▸ **Tugas yang Dikerjakan**
**a)** Rangkum artikel "Bahasa Pedih Mata" dalam dua kalimat.
**b)** Ketik ulang bagian artikel "Bahasa Pedih Mata" mulai dari "Suatu kali, mata" sampai dengan "akan mutu bahasa.".
**c)** Menurut artikel "Bahasa Pedih Mata", frasa apa yang seharusnya ditulis pada papan nama perusahaan percetakan itu?

▸ **Halaman**
^^^^^^^^

Mohon tunggu...
Philip Ayus
Philip Ayus Mohon Tunggu... -

menjaga kewarasan lewat tulisan | twitter: @tweetspiring.

Selanjutnya

Tutup

Bahasa

Bahasa Pedih Mata

8 Juni 2010   03:44 Diperbarui: 26 Juni 2015   15:40 109
+
Laporkan Konten
Laporkan Akun
Kompasiana adalah platform blog. Konten ini menjadi tanggung jawab bloger dan tidak mewakili pandangan redaksi Kompas.
Lihat foto
Bagikan ide kreativitasmu dalam bentuk konten di Kompasiana | Sumber gambar: Freepik

Suatu kali, mata saya terpaku pada papan nama sebuah perusahaan percetakan ternama di kota Semarang. Sebagai seorang yang peduli bahasa, mata saya tiba-tiba terasa pedih. Bagaimana tidak? Dengan nama sebesar itu, mereka dengan bangganya menampilkan frasa bahasa Inggris yang tidak memenuhi kaidah bahasa aslinya. Di papan itu tertulis “Support by” padahal seharusnya ditulis “Supported by.” Didorong oleh kepedulian akan bahasa, saya menelepon perusahaan itu dan menyampaikan masukan saya. Namun, entah masukan saya tidak disampaikan atau memang pihak pengelolanya sendiri yang tidak menganggapnya penting, kini –sekitar empat tahun kemudian–tulisan itu masih terpampang tanpa perbaikan.

Contoh di atas hanyalah gambaran kecil tentang ketidakpedulian masyarakat kita akan mutu bahasa.

^^^^^^^^

Data anotasi berbasis titik
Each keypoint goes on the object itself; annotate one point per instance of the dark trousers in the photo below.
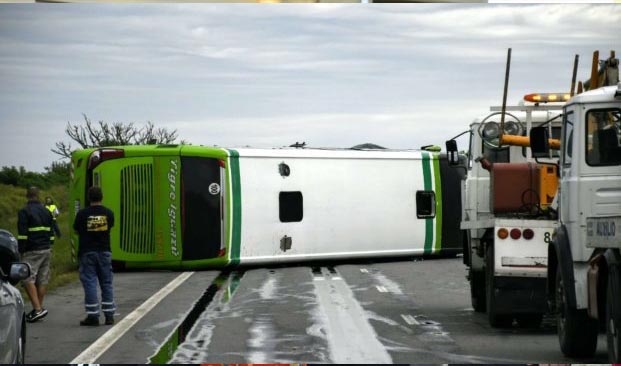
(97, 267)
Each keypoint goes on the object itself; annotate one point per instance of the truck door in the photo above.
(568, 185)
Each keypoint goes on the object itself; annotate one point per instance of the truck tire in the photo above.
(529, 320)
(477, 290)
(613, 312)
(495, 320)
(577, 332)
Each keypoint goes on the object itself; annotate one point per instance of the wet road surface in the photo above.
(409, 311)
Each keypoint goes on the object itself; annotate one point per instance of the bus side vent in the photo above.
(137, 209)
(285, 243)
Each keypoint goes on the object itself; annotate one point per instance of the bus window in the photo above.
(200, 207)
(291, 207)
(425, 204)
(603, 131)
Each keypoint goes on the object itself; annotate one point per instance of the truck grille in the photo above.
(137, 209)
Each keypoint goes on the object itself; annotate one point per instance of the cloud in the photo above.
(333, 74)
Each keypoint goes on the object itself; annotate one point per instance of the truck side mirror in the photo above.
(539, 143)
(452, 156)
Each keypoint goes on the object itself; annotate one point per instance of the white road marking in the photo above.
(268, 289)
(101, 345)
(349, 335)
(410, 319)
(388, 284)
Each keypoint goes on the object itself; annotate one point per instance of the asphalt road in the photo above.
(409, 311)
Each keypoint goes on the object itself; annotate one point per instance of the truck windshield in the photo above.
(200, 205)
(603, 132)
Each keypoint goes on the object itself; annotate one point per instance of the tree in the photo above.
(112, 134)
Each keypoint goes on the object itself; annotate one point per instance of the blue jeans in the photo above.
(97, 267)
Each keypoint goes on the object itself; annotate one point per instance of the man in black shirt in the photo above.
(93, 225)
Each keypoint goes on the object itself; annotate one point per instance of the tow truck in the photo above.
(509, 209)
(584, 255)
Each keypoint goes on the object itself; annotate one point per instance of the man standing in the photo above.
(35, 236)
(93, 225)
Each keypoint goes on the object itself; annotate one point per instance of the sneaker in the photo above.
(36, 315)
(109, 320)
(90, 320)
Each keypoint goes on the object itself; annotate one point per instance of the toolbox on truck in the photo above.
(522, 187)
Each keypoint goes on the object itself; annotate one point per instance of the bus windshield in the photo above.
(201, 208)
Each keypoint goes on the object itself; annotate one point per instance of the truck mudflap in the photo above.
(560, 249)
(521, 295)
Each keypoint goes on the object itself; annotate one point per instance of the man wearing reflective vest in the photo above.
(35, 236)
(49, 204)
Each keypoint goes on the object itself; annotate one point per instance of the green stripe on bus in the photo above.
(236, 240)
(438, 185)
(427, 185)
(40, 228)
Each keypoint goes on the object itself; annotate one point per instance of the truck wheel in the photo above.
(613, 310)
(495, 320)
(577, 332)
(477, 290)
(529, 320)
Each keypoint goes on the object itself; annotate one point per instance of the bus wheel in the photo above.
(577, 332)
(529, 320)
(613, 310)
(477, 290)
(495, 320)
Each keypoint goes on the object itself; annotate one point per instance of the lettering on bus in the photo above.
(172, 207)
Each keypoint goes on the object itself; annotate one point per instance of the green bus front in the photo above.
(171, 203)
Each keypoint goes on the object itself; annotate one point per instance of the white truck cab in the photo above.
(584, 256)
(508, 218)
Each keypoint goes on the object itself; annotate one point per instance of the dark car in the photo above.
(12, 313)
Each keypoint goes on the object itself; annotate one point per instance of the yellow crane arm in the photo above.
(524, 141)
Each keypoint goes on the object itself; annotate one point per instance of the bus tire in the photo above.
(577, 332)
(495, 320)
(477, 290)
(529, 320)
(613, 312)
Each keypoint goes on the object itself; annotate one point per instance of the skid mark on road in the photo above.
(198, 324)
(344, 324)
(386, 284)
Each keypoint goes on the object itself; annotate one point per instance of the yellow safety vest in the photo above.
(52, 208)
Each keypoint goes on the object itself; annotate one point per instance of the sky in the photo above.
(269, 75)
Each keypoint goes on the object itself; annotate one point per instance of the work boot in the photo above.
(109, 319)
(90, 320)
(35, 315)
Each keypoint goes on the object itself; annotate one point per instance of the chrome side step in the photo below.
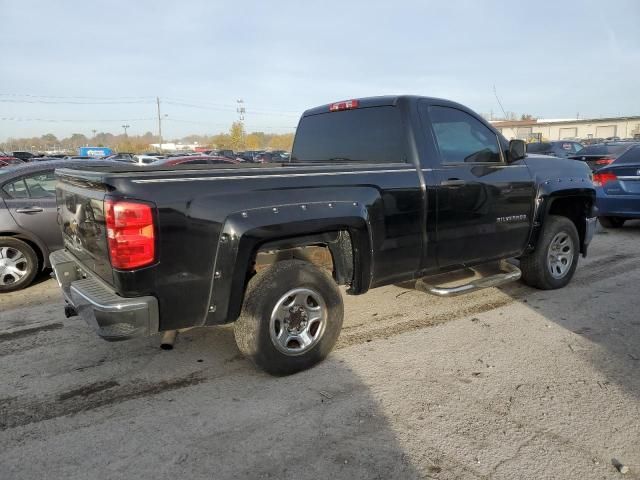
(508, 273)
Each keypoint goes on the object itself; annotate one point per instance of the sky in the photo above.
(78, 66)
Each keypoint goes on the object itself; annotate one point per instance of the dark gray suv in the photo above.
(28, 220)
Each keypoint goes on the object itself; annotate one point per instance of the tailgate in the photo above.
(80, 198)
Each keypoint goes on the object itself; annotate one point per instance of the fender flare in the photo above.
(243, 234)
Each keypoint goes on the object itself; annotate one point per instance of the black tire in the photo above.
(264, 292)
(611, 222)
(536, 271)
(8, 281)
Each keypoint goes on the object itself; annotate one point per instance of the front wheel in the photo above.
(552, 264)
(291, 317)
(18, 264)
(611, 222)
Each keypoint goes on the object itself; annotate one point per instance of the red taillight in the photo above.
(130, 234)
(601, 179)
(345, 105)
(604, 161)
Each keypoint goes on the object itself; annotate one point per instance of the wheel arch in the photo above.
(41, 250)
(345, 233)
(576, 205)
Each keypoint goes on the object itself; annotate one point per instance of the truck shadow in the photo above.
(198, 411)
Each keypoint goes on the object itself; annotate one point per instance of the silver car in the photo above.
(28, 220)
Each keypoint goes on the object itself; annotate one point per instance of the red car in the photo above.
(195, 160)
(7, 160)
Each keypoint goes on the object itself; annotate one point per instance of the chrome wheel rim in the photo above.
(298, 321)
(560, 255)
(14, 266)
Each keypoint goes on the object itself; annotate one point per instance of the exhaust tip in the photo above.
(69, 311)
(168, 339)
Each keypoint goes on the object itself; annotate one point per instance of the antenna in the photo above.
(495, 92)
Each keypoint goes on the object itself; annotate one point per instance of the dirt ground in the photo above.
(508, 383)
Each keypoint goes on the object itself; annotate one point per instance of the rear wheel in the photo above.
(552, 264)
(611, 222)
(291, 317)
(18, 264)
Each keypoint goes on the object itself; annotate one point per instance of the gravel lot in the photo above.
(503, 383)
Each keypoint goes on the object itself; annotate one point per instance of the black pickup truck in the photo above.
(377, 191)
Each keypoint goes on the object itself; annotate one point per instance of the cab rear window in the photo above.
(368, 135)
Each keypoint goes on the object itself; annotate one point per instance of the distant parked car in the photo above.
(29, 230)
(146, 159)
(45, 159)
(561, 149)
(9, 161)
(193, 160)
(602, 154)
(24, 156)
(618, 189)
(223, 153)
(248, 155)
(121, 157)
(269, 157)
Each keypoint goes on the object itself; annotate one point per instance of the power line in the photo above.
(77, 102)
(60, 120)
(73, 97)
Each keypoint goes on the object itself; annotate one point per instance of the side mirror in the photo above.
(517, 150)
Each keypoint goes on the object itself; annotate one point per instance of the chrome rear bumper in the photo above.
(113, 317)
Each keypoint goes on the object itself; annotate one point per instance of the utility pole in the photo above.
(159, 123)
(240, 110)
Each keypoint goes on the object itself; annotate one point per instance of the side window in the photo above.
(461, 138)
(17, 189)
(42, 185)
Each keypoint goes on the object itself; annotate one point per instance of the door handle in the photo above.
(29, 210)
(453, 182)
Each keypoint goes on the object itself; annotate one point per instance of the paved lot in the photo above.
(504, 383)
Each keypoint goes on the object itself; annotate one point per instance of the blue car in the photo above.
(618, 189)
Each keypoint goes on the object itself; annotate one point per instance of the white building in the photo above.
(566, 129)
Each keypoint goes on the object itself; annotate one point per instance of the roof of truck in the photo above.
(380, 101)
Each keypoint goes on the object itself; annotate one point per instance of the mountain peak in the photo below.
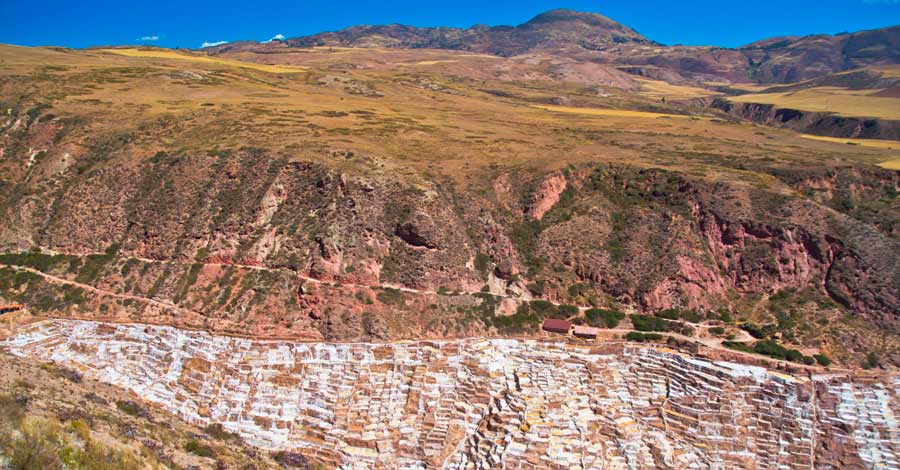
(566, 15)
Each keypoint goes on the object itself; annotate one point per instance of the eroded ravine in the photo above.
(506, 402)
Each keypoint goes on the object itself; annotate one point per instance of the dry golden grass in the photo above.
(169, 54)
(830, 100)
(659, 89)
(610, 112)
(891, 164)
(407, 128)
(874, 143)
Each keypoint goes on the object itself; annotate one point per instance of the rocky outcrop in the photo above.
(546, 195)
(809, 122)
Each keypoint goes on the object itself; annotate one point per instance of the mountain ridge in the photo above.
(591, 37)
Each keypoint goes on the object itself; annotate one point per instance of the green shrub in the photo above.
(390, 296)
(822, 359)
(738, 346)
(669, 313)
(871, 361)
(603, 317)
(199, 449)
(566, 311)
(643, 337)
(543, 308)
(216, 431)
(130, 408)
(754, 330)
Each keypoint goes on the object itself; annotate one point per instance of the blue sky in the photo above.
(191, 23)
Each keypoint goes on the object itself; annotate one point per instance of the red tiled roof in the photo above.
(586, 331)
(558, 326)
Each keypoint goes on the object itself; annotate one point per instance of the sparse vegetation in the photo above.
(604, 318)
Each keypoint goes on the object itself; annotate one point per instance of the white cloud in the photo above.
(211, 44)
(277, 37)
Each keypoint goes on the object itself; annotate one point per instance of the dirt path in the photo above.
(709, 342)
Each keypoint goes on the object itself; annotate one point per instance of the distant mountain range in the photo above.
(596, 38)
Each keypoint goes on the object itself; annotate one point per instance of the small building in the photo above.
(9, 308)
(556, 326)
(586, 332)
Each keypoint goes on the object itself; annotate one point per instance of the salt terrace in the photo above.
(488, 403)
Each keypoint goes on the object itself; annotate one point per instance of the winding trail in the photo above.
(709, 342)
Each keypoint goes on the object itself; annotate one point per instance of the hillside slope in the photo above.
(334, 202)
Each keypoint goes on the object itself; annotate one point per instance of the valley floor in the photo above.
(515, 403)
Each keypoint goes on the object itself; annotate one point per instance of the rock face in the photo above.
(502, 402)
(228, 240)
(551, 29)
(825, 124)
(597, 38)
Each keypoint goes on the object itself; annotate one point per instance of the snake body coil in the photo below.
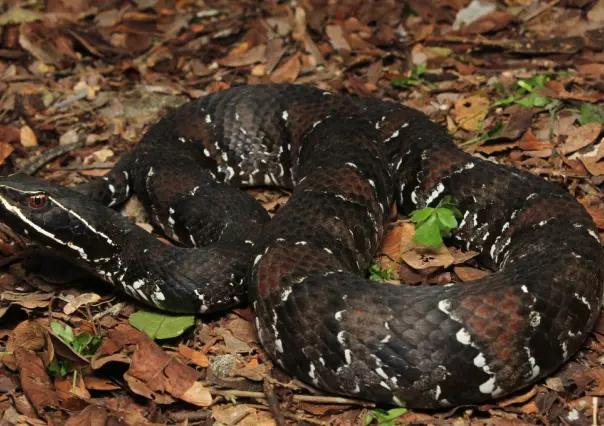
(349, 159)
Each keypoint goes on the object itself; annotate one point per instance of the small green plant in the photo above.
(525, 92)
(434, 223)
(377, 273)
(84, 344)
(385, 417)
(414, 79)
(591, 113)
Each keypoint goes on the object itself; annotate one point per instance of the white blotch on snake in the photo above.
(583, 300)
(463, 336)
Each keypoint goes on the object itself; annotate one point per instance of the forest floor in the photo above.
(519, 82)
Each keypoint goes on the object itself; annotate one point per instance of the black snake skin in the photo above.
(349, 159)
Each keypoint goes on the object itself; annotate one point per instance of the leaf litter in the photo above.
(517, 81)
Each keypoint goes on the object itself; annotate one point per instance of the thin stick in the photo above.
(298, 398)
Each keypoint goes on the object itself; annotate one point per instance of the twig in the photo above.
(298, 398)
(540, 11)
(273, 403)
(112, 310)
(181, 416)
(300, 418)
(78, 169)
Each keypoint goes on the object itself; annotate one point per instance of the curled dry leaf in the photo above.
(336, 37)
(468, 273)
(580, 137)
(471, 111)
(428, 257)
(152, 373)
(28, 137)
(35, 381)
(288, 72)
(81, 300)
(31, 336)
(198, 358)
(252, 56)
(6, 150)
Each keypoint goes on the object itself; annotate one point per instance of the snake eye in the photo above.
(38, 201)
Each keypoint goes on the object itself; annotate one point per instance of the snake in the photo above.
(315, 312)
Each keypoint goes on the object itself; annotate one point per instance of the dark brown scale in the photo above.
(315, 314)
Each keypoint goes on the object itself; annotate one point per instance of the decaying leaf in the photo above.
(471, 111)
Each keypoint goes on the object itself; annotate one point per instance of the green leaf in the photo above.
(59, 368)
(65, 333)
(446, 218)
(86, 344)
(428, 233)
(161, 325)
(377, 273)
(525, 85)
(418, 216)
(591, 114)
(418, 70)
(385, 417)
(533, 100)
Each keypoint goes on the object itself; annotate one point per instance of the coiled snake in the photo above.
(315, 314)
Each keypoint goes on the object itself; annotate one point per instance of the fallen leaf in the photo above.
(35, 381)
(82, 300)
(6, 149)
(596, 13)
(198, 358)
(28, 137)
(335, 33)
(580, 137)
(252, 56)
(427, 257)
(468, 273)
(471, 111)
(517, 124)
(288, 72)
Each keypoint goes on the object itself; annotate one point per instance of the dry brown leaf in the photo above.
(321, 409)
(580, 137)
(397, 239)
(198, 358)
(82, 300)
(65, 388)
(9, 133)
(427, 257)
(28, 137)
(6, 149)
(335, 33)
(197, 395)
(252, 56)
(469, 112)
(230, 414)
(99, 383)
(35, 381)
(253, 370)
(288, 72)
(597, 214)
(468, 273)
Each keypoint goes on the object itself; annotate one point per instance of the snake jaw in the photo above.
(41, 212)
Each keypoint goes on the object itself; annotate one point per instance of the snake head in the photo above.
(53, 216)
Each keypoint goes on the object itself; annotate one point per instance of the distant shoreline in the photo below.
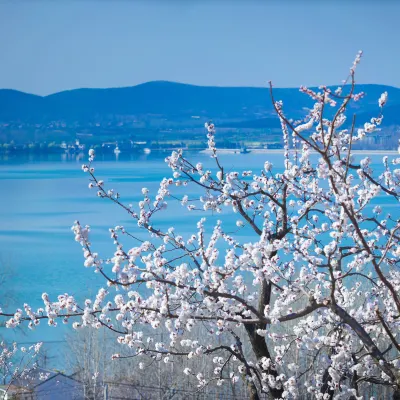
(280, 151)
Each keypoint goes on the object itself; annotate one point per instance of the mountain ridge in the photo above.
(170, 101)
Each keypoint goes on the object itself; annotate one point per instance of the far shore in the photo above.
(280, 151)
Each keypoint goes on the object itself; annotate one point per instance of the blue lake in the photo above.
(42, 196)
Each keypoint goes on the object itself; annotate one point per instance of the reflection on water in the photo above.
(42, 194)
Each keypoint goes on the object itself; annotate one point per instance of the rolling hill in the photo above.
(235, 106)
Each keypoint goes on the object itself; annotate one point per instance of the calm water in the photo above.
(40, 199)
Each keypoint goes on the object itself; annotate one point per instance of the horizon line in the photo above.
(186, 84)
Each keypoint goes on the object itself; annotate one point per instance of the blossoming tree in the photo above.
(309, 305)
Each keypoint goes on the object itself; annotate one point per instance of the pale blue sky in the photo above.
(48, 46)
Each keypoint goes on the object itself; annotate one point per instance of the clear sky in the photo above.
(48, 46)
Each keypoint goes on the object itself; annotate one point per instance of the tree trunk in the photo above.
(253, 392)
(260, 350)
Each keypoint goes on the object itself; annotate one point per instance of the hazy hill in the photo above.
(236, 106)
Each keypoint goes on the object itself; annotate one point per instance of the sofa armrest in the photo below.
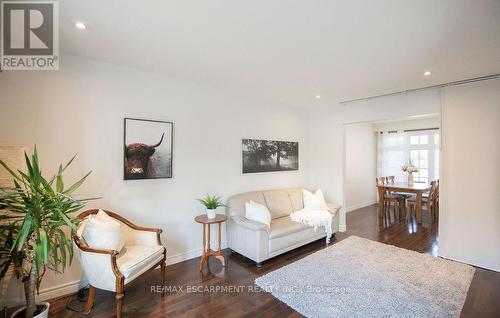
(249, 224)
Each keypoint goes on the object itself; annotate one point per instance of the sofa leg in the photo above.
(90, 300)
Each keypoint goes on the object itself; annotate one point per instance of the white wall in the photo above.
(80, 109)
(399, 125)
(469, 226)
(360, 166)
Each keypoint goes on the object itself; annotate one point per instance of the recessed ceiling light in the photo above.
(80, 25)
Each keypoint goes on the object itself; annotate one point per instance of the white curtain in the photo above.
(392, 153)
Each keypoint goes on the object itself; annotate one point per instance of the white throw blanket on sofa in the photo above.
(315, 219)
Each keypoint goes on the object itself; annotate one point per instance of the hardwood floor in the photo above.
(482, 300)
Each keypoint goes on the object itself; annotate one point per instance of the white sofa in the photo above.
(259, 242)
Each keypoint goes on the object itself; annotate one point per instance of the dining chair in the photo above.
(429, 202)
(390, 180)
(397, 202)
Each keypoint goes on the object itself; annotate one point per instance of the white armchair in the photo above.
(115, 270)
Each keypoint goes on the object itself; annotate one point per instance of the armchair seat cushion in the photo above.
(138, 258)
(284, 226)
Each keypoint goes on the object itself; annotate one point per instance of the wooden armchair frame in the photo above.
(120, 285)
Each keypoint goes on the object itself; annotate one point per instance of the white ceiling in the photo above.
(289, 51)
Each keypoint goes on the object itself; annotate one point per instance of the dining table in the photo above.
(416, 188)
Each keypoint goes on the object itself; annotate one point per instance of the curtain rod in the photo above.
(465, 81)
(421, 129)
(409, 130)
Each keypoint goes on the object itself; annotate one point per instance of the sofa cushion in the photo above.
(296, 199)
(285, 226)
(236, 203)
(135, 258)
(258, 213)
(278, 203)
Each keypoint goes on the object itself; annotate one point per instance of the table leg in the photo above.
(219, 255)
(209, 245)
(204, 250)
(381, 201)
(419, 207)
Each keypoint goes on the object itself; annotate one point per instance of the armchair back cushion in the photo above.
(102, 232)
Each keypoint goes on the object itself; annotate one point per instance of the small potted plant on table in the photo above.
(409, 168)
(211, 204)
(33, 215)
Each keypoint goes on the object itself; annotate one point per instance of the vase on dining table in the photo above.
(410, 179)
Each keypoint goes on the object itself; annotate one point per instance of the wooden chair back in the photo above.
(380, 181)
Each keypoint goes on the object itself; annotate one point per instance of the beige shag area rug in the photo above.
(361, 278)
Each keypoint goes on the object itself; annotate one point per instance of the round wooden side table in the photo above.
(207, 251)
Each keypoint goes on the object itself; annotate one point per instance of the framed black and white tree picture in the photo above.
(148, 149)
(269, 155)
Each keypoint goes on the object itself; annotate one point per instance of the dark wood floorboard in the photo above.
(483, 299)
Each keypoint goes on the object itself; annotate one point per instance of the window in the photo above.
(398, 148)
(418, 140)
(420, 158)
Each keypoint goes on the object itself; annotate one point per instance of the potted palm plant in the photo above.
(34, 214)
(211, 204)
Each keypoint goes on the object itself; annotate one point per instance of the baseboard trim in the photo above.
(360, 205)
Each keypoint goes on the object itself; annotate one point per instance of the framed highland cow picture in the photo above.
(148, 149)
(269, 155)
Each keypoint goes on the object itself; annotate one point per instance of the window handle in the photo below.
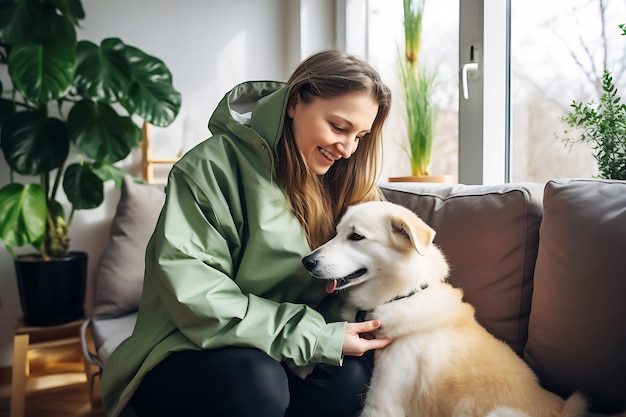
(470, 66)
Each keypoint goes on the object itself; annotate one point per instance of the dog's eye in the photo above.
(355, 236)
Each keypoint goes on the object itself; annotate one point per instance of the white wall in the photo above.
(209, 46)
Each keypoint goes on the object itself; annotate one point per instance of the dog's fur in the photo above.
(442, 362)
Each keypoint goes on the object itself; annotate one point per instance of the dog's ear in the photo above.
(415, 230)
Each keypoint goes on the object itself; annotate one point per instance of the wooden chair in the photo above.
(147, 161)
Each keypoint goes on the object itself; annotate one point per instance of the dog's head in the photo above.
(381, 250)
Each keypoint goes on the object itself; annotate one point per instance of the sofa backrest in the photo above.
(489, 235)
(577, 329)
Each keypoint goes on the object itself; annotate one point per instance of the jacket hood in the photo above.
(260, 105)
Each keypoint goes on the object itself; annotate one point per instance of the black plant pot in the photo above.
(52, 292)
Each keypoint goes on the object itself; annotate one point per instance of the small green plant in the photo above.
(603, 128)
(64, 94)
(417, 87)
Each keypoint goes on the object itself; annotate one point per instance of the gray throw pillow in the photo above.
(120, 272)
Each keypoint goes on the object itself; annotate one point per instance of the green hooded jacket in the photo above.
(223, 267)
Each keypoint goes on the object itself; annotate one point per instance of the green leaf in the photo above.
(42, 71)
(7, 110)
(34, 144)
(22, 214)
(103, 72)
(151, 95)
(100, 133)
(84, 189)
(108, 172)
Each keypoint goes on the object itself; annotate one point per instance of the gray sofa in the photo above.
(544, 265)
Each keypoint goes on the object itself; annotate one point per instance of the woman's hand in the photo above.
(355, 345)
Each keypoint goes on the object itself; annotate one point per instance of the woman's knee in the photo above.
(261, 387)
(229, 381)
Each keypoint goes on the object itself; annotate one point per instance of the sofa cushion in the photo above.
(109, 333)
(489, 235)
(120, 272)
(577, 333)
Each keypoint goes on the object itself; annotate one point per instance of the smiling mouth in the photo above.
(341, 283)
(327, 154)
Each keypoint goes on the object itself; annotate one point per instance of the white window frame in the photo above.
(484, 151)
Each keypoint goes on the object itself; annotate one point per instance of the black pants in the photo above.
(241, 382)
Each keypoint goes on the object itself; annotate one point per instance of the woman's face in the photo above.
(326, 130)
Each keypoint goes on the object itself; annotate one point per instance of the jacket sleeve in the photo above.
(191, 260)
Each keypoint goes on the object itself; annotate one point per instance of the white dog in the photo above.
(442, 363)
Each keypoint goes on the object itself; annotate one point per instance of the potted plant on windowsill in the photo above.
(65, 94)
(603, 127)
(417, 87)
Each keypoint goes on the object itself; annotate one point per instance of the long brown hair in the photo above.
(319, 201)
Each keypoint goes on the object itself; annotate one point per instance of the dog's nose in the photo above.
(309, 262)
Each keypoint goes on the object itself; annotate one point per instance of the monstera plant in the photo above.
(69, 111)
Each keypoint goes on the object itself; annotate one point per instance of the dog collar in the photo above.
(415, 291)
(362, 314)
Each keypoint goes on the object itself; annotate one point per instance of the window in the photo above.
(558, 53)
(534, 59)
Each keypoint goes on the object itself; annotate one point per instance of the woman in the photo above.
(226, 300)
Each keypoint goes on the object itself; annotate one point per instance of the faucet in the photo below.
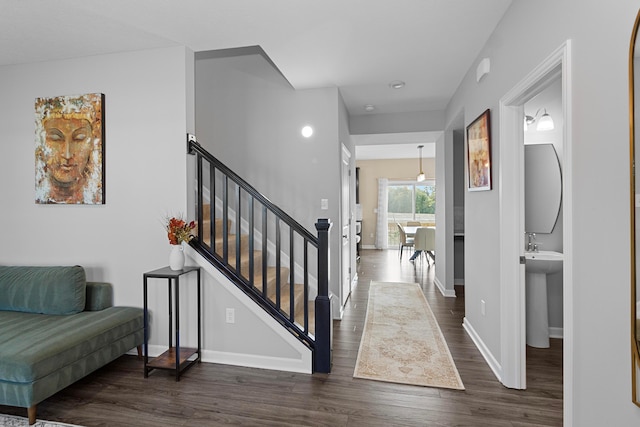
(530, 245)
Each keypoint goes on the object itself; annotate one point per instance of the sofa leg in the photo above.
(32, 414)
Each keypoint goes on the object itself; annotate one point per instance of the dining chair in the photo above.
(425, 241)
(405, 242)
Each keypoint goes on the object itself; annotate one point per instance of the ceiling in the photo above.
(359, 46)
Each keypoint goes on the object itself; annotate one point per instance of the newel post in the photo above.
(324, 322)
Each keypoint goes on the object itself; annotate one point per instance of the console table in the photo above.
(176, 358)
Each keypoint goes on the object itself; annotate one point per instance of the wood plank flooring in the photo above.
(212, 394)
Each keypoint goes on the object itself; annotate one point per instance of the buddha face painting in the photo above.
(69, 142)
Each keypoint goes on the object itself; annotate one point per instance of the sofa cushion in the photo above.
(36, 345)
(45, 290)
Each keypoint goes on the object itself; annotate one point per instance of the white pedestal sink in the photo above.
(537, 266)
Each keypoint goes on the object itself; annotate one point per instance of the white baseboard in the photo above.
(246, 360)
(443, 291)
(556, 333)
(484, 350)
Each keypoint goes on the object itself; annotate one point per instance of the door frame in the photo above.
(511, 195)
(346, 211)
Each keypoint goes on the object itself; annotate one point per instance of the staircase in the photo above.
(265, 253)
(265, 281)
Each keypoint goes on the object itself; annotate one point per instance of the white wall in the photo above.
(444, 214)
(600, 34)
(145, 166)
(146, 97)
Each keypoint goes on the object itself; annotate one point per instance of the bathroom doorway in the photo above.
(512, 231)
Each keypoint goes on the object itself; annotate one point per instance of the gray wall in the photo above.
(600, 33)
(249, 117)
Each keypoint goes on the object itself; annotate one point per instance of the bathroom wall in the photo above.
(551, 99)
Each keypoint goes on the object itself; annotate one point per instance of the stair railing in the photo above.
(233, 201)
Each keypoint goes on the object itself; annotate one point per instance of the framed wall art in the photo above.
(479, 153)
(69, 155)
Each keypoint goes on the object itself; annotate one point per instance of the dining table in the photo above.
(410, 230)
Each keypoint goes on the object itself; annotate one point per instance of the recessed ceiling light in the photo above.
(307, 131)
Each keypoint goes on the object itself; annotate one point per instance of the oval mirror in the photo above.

^^^^^^^^

▸ **Jawaban**
**a)** Penulis melihat papan nama sebuah perusahaan percetakan ternama di Semarang yang menampilkan frasa "Support by", padahal seharusnya "Supported by", lalu menelepon perusahaan itu untuk menyampaikan masukan. Sekitar empat tahun kemudian tulisan itu masih terpampang tanpa perbaikan, dan penulis menyebut contoh tersebut sebagai gambaran kecil tentang ketidakpedulian masyarakat akan mutu bahasa.

**b)**
Suatu kali, mata saya terpaku pada papan nama sebuah perusahaan percetakan ternama di kota Semarang. Sebagai seorang yang peduli bahasa, mata saya tiba-tiba terasa pedih. Bagaimana tidak? Dengan nama sebesar itu, mereka dengan bangganya menampilkan frasa bahasa Inggris yang tidak memenuhi kaidah bahasa aslinya. Di papan itu tertulis “Support by” padahal seharusnya ditulis “Supported by.” Didorong oleh kepedulian akan bahasa, saya menelepon perusahaan itu dan menyampaikan masukan saya. Namun, entah masukan saya tidak disampaikan atau memang pihak pengelolanya sendiri yang tidak menganggapnya penting, kini –sekitar empat tahun kemudian–tulisan itu masih terpampang tanpa perbaikan.

Contoh di atas hanyalah gambaran kecil tentang ketidakpedulian masyarakat kita akan mutu bahasa.

**c)** Seharusnya ditulis "Supported by".